Problems:
1 – Answer these about the passage on voice cues and size attributions:
(a) In Akita (2021), which phonation type was associated with smaller images?
(b) What name is given to the effect in which larger Pokémon characters were attributed names with greater mora counts?
(c) Native speakers of which two languages took part in Kawahara and Kumagai (2019)?
2 – Please repeat the passage on voice cues and size attributions word for word, everything from "Symbolism in other" down to "in other languages.".
3 – Go on with the passage on voice cues and size attributions, starting after its last sentence.

Supplied passage:

Human speech is, however, not made up solely of f₀, vowels, and consonants, and a variety of voice cues including voice quality, and phonemic length and position, have recently been shown to facilitate size attributions.

Symbolism in other sources

Phonation type

Akita (2021) investigated iconicity in four phonation types – modal voice, creaky voice, falsetto, and whispering – in a sample of native Japanese speakers and found that voice creakiness was associated with larger images and whispering with smaller images. Creakiness reflects the voluntary recruitment and pulling together of laryngeal arytenoid cartilages, relaxing the vocal folds and slowing glottal air flow; creakiness is also typically characterized by comparatively low f₀ (Gordon and Ladefoged, 2001). In comparison, voiceless sounds (i.e., whispering) are characteristically high-frequency signals. To the knowledge of the author, however, neither finding has yet been replicated in other languages.

Mora count

Recent work has also demonstrated a “longer-is-stronger” effect, such that larger Pokémon characters were attributed names with greater mora counts (i.e., long vowels; Kawahara et al., 2018, 2020; Kawahara, 2020). Following up from these findings, Kawahara and Kumagai (2019) showed how both native Japanese and English speakers attributed names containing greater mora counts to evolved (i.e., larger) characters, compared to their un-evolved (smaller) forms (see also Kawahara and Breiss, 2021). It has been suggested this effect is comparable to quantitative iconicity in grammar (Haiman, 1980; see discussion in Kawahara et al., 2018; Kawahara and Breiss, 2021). If so, perception of extended vowel production (with greater mora count) more readily affords iconicity, compared to shorter productions.

Material:
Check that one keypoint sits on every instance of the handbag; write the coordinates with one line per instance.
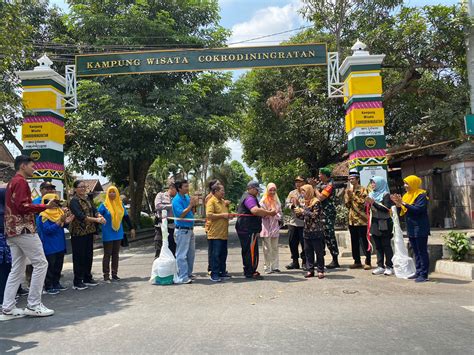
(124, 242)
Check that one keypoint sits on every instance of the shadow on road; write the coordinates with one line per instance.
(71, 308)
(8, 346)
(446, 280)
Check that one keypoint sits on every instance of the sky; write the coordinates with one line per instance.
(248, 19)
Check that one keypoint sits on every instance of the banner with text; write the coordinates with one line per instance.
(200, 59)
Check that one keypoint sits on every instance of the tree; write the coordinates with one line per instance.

==

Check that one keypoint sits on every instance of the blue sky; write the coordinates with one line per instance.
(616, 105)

Task responses:
1 –
(a) Whispering
(b) The "longer-is-stronger" effect
(c) Japanese and English

2 –
Symbolism in other sources

Phonation type

Akita (2021) investigated iconicity in four phonation types – modal voice, creaky voice, falsetto, and whispering – in a sample of native Japanese speakers and found that voice creakiness was associated with larger images and whispering with smaller images. Creakiness reflects the voluntary recruitment and pulling together of laryngeal arytenoid cartilages, relaxing the vocal folds and slowing glottal air flow; creakiness is also typically characterized by comparatively low f₀ (Gordon and Ladefoged, 2001). In comparison, voiceless sounds (i.e., whispering) are characteristically high-frequency signals. To the knowledge of the author, however, neither finding has yet been replicated in other languages.

3 –
Phoneme position

Finally, initial evidence of a phonemic positional effect was provided by Kawahara et al. (2008), who pointed to word-initial syllables as determinants of iconicity. Additionally, in a larger-scale study, Haynie et al. (2014) examined 120 Australian languages, observing significant positional effects. The authors found a higher occurrence of palatal consonants (e.g., [j], the /y/ in the English “yes”) in medial positions for “small” items, while low sounds were frequently associated with “large” items, regardless of position. Word-initial syllables are indeed meaningful for word recognition (Marslen-Wilson, 1980), but – unlike voice quality and length of phonation – positional effects are not obviously afforded by existing theories of size-sound symbolism. Explicating this issue should be the goal of future theoretical work on the topic.

Discussion

What explains size-sound symbolism?

While extensive research has focused on the phenomenon of size symbolism in speech, explanatory models have largely been neglected in comparison (Lockwood and Dingemanse, 2015; Sidhu and Pexman, 2018). In this section, a set of relevant theories are briefly reviewed and discussed, with a focus on whether a given theory can explain (1) phonetic size-sound symbolic associations as a cognitive phenomenon (the Association criterion); and (2) inconsistent effects of iconicity across studies of different languages (the Inconsistency criterion).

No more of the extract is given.